*** Extracted material Section Begins ***
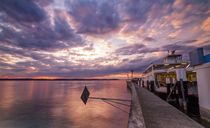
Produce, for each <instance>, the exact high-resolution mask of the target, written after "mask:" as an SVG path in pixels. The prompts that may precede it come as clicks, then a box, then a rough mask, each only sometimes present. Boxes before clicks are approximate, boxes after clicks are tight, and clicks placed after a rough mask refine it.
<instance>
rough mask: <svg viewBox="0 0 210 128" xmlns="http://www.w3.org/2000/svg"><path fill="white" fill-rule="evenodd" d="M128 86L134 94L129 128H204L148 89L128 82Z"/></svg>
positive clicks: (200, 124)
mask: <svg viewBox="0 0 210 128" xmlns="http://www.w3.org/2000/svg"><path fill="white" fill-rule="evenodd" d="M127 85H128V87H129V88H130V89H131V92H132V101H131V104H132V106H131V112H130V118H129V123H128V128H203V126H202V125H201V124H199V123H198V122H196V121H194V120H193V119H191V118H190V117H188V116H187V115H186V114H185V113H183V112H181V111H179V110H178V109H177V108H175V107H173V106H172V105H170V104H168V103H167V102H166V101H164V100H162V99H160V98H159V97H158V96H156V95H155V94H153V93H151V92H150V91H148V90H147V89H145V88H142V87H139V86H136V85H135V84H134V83H132V82H127ZM134 113H137V114H134ZM138 116H139V117H138Z"/></svg>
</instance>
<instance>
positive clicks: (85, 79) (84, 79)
mask: <svg viewBox="0 0 210 128" xmlns="http://www.w3.org/2000/svg"><path fill="white" fill-rule="evenodd" d="M7 80H8V81H9V80H12V81H94V80H100V81H102V80H121V79H0V81H7Z"/></svg>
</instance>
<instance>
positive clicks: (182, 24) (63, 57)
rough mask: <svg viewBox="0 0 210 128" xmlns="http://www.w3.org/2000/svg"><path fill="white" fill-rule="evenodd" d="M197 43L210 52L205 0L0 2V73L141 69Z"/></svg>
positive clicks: (123, 73)
mask: <svg viewBox="0 0 210 128" xmlns="http://www.w3.org/2000/svg"><path fill="white" fill-rule="evenodd" d="M197 47H204V52H205V54H209V53H210V1H209V0H191V1H188V0H170V1H164V0H149V1H148V0H113V1H110V0H100V1H98V0H30V1H29V0H1V1H0V78H35V79H40V78H41V79H42V78H44V79H45V78H46V79H54V78H126V77H127V74H128V73H129V72H130V70H134V72H135V73H137V75H136V76H141V72H142V71H143V70H144V68H145V67H146V66H148V65H149V64H150V63H152V62H153V61H156V60H158V59H160V58H162V57H163V56H165V55H167V50H176V52H177V53H181V54H185V55H188V53H189V52H190V51H191V50H193V49H195V48H197Z"/></svg>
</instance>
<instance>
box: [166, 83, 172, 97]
*** Extracted material Section Ends ***
◆ **Directions for this task**: Find each line in the listing above that contains the string "positive", and copy those lines.

◆ **Response below**:
positive clicks: (200, 124)
positive clicks: (85, 79) (84, 79)
positive clicks: (182, 24) (63, 57)
positive clicks: (123, 73)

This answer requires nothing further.